What needs to be done: The records below must be duplicated exactly, character for character.

Stored items:
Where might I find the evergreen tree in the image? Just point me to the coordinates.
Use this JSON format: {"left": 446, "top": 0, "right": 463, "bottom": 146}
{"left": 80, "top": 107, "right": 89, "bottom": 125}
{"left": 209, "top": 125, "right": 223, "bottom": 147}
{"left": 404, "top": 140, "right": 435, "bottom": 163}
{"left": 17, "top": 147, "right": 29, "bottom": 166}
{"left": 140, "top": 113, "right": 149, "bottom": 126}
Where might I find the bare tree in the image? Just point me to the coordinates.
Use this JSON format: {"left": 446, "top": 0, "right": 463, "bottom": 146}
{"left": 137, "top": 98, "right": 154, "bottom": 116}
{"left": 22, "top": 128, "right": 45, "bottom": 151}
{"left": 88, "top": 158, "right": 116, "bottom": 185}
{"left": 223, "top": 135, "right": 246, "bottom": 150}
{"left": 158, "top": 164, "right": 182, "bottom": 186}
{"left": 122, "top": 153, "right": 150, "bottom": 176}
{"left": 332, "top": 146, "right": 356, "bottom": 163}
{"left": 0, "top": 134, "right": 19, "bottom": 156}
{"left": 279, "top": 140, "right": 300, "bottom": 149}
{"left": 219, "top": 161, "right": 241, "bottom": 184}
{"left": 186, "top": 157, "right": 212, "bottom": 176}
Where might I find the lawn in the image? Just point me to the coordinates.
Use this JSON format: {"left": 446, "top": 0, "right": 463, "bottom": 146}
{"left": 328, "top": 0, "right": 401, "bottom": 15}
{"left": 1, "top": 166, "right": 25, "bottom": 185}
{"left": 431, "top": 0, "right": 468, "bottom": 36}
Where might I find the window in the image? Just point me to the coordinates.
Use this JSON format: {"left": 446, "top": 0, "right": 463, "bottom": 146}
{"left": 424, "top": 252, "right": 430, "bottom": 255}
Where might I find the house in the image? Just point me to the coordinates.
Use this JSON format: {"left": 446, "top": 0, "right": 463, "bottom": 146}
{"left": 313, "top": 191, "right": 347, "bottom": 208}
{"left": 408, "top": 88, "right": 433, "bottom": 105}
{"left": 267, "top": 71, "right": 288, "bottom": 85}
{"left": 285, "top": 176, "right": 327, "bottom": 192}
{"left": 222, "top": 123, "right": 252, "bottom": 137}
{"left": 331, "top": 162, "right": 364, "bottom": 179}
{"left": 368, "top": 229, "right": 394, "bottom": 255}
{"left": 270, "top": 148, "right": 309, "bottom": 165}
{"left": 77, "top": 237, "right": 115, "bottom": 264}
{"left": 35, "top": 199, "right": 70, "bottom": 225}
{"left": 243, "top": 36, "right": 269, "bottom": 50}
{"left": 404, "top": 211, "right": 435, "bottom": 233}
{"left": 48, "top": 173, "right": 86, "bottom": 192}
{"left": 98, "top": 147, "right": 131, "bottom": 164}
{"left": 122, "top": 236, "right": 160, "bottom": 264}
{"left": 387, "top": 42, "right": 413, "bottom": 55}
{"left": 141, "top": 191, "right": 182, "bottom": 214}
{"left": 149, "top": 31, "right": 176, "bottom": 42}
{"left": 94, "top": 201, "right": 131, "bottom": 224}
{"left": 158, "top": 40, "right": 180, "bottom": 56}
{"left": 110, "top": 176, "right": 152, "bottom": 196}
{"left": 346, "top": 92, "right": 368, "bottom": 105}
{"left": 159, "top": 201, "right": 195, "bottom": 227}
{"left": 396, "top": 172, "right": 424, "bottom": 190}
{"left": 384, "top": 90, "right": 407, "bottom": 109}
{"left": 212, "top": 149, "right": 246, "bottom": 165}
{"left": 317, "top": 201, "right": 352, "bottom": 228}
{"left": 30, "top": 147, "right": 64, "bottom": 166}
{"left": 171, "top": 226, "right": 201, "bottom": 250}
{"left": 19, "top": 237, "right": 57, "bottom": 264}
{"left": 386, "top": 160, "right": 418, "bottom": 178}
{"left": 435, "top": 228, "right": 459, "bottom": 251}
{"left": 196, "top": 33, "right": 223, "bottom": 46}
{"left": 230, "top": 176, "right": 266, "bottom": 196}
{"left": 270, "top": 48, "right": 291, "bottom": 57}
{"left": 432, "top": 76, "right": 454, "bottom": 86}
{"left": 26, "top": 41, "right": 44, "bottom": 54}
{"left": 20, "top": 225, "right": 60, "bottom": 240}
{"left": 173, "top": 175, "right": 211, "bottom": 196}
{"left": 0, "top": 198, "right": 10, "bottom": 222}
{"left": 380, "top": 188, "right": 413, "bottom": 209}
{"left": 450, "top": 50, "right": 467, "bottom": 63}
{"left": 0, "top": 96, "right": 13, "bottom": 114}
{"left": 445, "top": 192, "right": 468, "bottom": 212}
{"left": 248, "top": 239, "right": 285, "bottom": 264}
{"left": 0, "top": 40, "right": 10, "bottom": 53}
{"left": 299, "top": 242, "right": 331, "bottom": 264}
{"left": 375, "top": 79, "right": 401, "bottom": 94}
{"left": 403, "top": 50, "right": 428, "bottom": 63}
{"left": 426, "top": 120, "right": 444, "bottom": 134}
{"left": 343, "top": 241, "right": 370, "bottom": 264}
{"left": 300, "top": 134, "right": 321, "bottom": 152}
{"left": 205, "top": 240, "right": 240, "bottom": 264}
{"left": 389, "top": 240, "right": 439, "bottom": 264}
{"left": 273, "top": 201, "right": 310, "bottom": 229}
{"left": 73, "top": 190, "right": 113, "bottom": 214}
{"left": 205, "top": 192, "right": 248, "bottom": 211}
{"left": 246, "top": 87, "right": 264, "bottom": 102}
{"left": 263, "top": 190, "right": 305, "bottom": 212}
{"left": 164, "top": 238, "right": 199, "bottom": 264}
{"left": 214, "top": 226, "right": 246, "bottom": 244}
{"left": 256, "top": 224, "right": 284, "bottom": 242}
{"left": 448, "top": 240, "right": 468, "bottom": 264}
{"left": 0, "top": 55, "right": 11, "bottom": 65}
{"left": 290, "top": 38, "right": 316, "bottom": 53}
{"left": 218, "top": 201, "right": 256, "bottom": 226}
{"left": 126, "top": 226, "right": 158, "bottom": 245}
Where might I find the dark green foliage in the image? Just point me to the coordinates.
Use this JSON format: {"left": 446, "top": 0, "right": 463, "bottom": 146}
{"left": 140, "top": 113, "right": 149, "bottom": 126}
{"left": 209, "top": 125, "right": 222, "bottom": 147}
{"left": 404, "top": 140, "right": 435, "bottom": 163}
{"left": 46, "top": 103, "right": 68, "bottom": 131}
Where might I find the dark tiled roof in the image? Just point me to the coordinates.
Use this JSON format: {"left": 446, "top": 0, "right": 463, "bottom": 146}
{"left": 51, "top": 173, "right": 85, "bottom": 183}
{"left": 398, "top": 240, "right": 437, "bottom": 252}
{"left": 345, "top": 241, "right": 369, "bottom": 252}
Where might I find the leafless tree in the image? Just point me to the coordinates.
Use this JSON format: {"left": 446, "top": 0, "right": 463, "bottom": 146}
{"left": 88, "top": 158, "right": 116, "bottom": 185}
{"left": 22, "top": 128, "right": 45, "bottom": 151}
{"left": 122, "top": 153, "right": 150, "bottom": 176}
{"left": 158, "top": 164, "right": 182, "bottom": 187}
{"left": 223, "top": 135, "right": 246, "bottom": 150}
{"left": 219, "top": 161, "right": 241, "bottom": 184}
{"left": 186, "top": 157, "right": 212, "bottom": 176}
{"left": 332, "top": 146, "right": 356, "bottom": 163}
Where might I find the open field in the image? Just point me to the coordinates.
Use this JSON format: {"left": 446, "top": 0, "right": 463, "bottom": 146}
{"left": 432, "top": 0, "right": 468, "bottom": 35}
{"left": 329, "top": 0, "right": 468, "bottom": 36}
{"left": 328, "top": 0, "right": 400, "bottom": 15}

Task solution:
Where might I find the evergreen tree in the image? Just point me to the coordinates.
Use this JSON format: {"left": 446, "top": 0, "right": 463, "bottom": 146}
{"left": 80, "top": 107, "right": 89, "bottom": 125}
{"left": 209, "top": 125, "right": 223, "bottom": 147}
{"left": 404, "top": 140, "right": 435, "bottom": 163}
{"left": 17, "top": 147, "right": 29, "bottom": 166}
{"left": 140, "top": 113, "right": 149, "bottom": 126}
Where might I find the bare tree in the image? Just point me to the coordinates.
Use this JSON format: {"left": 446, "top": 0, "right": 463, "bottom": 146}
{"left": 137, "top": 98, "right": 154, "bottom": 116}
{"left": 22, "top": 128, "right": 45, "bottom": 151}
{"left": 88, "top": 158, "right": 116, "bottom": 185}
{"left": 223, "top": 135, "right": 246, "bottom": 150}
{"left": 158, "top": 164, "right": 182, "bottom": 186}
{"left": 122, "top": 153, "right": 150, "bottom": 176}
{"left": 332, "top": 146, "right": 356, "bottom": 163}
{"left": 0, "top": 134, "right": 19, "bottom": 156}
{"left": 279, "top": 140, "right": 300, "bottom": 149}
{"left": 219, "top": 161, "right": 241, "bottom": 184}
{"left": 186, "top": 157, "right": 212, "bottom": 176}
Where might I find the lawn in the image? Just point me to the coordinates.
Use this JSON format: {"left": 446, "top": 0, "right": 463, "bottom": 146}
{"left": 328, "top": 0, "right": 401, "bottom": 15}
{"left": 1, "top": 166, "right": 25, "bottom": 185}
{"left": 431, "top": 0, "right": 468, "bottom": 36}
Where might I find the window in the image? Just point me to the coordinates.
Use this JSON format: {"left": 446, "top": 0, "right": 463, "bottom": 146}
{"left": 424, "top": 252, "right": 430, "bottom": 255}
Where might I find the house in the image? Just point me to the coordinates.
Use this JSON format: {"left": 446, "top": 0, "right": 463, "bottom": 146}
{"left": 313, "top": 191, "right": 347, "bottom": 208}
{"left": 408, "top": 88, "right": 433, "bottom": 105}
{"left": 267, "top": 71, "right": 288, "bottom": 85}
{"left": 285, "top": 176, "right": 327, "bottom": 192}
{"left": 222, "top": 123, "right": 252, "bottom": 137}
{"left": 331, "top": 162, "right": 364, "bottom": 179}
{"left": 368, "top": 229, "right": 394, "bottom": 255}
{"left": 270, "top": 148, "right": 309, "bottom": 165}
{"left": 77, "top": 237, "right": 115, "bottom": 264}
{"left": 35, "top": 199, "right": 70, "bottom": 225}
{"left": 243, "top": 36, "right": 269, "bottom": 50}
{"left": 404, "top": 211, "right": 435, "bottom": 233}
{"left": 48, "top": 173, "right": 86, "bottom": 192}
{"left": 98, "top": 147, "right": 131, "bottom": 164}
{"left": 122, "top": 236, "right": 160, "bottom": 264}
{"left": 387, "top": 42, "right": 413, "bottom": 55}
{"left": 141, "top": 191, "right": 182, "bottom": 214}
{"left": 149, "top": 31, "right": 176, "bottom": 42}
{"left": 94, "top": 201, "right": 131, "bottom": 224}
{"left": 158, "top": 40, "right": 180, "bottom": 56}
{"left": 110, "top": 176, "right": 152, "bottom": 196}
{"left": 346, "top": 92, "right": 368, "bottom": 105}
{"left": 159, "top": 201, "right": 195, "bottom": 227}
{"left": 396, "top": 172, "right": 424, "bottom": 190}
{"left": 384, "top": 90, "right": 407, "bottom": 109}
{"left": 212, "top": 149, "right": 246, "bottom": 165}
{"left": 317, "top": 201, "right": 352, "bottom": 228}
{"left": 30, "top": 147, "right": 64, "bottom": 166}
{"left": 171, "top": 226, "right": 201, "bottom": 250}
{"left": 19, "top": 237, "right": 57, "bottom": 264}
{"left": 386, "top": 160, "right": 418, "bottom": 178}
{"left": 435, "top": 228, "right": 459, "bottom": 251}
{"left": 196, "top": 33, "right": 223, "bottom": 46}
{"left": 230, "top": 176, "right": 266, "bottom": 196}
{"left": 270, "top": 48, "right": 291, "bottom": 57}
{"left": 432, "top": 76, "right": 454, "bottom": 86}
{"left": 26, "top": 41, "right": 44, "bottom": 54}
{"left": 20, "top": 225, "right": 60, "bottom": 240}
{"left": 173, "top": 175, "right": 211, "bottom": 196}
{"left": 0, "top": 198, "right": 10, "bottom": 222}
{"left": 380, "top": 188, "right": 413, "bottom": 209}
{"left": 450, "top": 50, "right": 467, "bottom": 63}
{"left": 0, "top": 96, "right": 13, "bottom": 114}
{"left": 445, "top": 192, "right": 468, "bottom": 212}
{"left": 248, "top": 239, "right": 285, "bottom": 264}
{"left": 0, "top": 40, "right": 10, "bottom": 53}
{"left": 299, "top": 242, "right": 331, "bottom": 264}
{"left": 375, "top": 79, "right": 401, "bottom": 94}
{"left": 403, "top": 50, "right": 428, "bottom": 63}
{"left": 426, "top": 120, "right": 444, "bottom": 134}
{"left": 343, "top": 241, "right": 370, "bottom": 264}
{"left": 300, "top": 134, "right": 321, "bottom": 152}
{"left": 205, "top": 240, "right": 240, "bottom": 264}
{"left": 389, "top": 240, "right": 439, "bottom": 264}
{"left": 273, "top": 201, "right": 310, "bottom": 229}
{"left": 73, "top": 190, "right": 113, "bottom": 214}
{"left": 205, "top": 192, "right": 248, "bottom": 211}
{"left": 246, "top": 87, "right": 264, "bottom": 102}
{"left": 263, "top": 190, "right": 305, "bottom": 212}
{"left": 164, "top": 238, "right": 199, "bottom": 264}
{"left": 214, "top": 226, "right": 246, "bottom": 244}
{"left": 256, "top": 224, "right": 284, "bottom": 242}
{"left": 448, "top": 240, "right": 468, "bottom": 264}
{"left": 0, "top": 55, "right": 11, "bottom": 65}
{"left": 290, "top": 38, "right": 316, "bottom": 53}
{"left": 218, "top": 201, "right": 256, "bottom": 226}
{"left": 126, "top": 226, "right": 158, "bottom": 245}
Where might I find the dark green foliage in the image? Just point me to the coordinates.
Use this JSON format: {"left": 446, "top": 0, "right": 463, "bottom": 146}
{"left": 140, "top": 113, "right": 149, "bottom": 126}
{"left": 209, "top": 125, "right": 222, "bottom": 147}
{"left": 404, "top": 140, "right": 435, "bottom": 163}
{"left": 46, "top": 103, "right": 68, "bottom": 131}
Where might I find the dark tiled roof in the image? Just point me to the coordinates.
Use this JSON format: {"left": 446, "top": 0, "right": 463, "bottom": 146}
{"left": 51, "top": 173, "right": 85, "bottom": 183}
{"left": 398, "top": 240, "right": 437, "bottom": 252}
{"left": 345, "top": 241, "right": 369, "bottom": 252}
Where might I find the leafless tree in the image? Just point me to the coordinates.
Use this JSON format: {"left": 446, "top": 0, "right": 463, "bottom": 146}
{"left": 88, "top": 158, "right": 116, "bottom": 185}
{"left": 22, "top": 128, "right": 45, "bottom": 151}
{"left": 122, "top": 153, "right": 150, "bottom": 176}
{"left": 158, "top": 164, "right": 182, "bottom": 187}
{"left": 223, "top": 135, "right": 246, "bottom": 150}
{"left": 219, "top": 161, "right": 241, "bottom": 184}
{"left": 186, "top": 157, "right": 212, "bottom": 176}
{"left": 332, "top": 146, "right": 356, "bottom": 163}
Where might I find the open field in the image? Just point me to the coordinates.
Use this JSON format: {"left": 446, "top": 0, "right": 463, "bottom": 146}
{"left": 432, "top": 0, "right": 468, "bottom": 35}
{"left": 329, "top": 0, "right": 468, "bottom": 36}
{"left": 328, "top": 0, "right": 400, "bottom": 15}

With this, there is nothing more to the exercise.